**Excerpt to read**.
####################
Figure 7 shows the places of the polymer direct contact with the cellulose in the systems. It can be seen that in the presence of the solvent the contact areas between the polymer and cellulose are much smaller than in the vacuum. Most of the CNC solvation shell in System 3 is water molecules (Figure 7).
It should be noted that in our previous work devoted to studying the adsorption of PVP on CNC, we also observed the crucial role of water in the interaction between PVP and CNC [26]. In particular, we showed that the presence of water makes the interaction between the polymer and cellulose weaker than in a vacuum, and the polymer and cellulose mainly interact through their solvation shells. Unlike PVP, which only has a hydrogen acceptor atom, PAM is able to act as a proton donor because of the amide group hydrogen atoms, which increases the probability of HB formation with the cellulose atoms. To characterize the interaction between PAM and CNC atoms in greater detail, we also analyzed RDFs for Systems 3–6 (Figure 8, Figure 9 and Figure 10). The RDFs for Systems 7–10 demonstrate the same behavior; that is why they are not shown here. As in the case of PAM–water interactions, the carbonyl oxygen O4 takes the most active part in the HB formation with the cellulose H1, H2, H3 atoms (Figure 8). The typical peaks, which can be found on the RDF curves gH7O1(r), gH7O2(r) at ≈0.23–0.24 nm, indicate that the H7 atom also actively interacts with CNC through the O1 and O2 atoms (Figure 8).
In the absence of water (System 4) all the peaks on the RDF curves become more pronounced and increased compared with those for System 3, which confirms that more HBs are formed between the PAM and CNC in a vacuum. A dramatic increase in the peak heights on gH7O2(r), gH7O3(r), gO4H2(r), gO4H3(r), gO4H4(r) (Figure 9) is observed. It means that in water most of the cellulose hydroxyl groups O2H2 and O3H3 are involved in the HBs with the solvent molecules rather than the polymer ones. As for the amide hydrogen atoms, the probability of the H7 atom participation in HB formation is higher than for the H6 atom, which is located closer to the carbonyl oxygen O4 and may have a steric hindrance to the HB formation. System 6 does not have such preferences for HB formation through cellulose hydroxyl groups O2H2, O3H3, O1H1 (Figure 10), with the exception of the ended O6H4 hydroxyl group (Figure 1b).
####################
**Tasks and exercises**.
(1) In the excerpt on polymer–cellulose interactions, which PAM atom takes the most active part in forming hydrogen bonds with the cellulose H1, H2, and H3 atoms?
(2) Echo the excerpt on polymer–cellulose interactions from "Figure 7 shows" up to and including "molecules (Figure 7).".
####################
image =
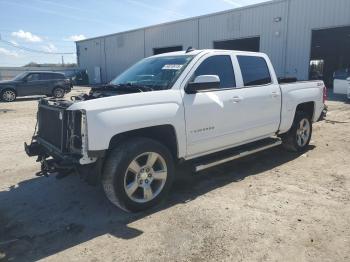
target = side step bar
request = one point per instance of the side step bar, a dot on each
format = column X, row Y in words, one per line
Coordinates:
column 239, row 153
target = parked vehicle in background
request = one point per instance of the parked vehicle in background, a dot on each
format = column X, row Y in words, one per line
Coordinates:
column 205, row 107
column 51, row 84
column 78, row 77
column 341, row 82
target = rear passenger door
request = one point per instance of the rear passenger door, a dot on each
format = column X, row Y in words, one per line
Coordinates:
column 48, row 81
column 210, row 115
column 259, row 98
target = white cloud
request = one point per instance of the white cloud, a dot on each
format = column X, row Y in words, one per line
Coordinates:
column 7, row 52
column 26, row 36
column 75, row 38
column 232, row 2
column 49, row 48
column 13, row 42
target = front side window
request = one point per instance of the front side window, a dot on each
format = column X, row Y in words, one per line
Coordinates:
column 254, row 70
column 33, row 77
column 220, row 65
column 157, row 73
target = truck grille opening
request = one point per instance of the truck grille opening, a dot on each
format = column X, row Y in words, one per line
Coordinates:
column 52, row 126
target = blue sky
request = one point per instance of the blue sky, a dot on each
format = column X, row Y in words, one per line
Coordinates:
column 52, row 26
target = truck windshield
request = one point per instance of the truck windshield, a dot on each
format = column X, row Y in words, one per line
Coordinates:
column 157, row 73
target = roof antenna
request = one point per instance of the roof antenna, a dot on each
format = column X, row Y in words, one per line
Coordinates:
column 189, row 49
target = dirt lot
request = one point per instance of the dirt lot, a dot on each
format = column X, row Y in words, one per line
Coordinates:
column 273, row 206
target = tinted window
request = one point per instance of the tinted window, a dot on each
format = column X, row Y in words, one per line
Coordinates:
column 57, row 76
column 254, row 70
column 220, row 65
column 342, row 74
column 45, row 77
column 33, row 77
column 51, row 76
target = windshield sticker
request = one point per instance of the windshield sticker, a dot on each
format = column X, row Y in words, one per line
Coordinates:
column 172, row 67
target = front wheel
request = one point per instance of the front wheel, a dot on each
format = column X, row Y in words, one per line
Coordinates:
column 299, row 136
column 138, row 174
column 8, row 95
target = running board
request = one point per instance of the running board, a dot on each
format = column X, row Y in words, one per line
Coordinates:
####################
**Solutions to the tasks**.
(1) The carbonyl oxygen O4.

(2)
Figure 7 shows the places of the polymer direct contact with the cellulose in the systems. It can be seen that in the presence of the solvent the contact areas between the polymer and cellulose are much smaller than in the vacuum. Most of the CNC solvation shell in System 3 is water molecules (Figure 7).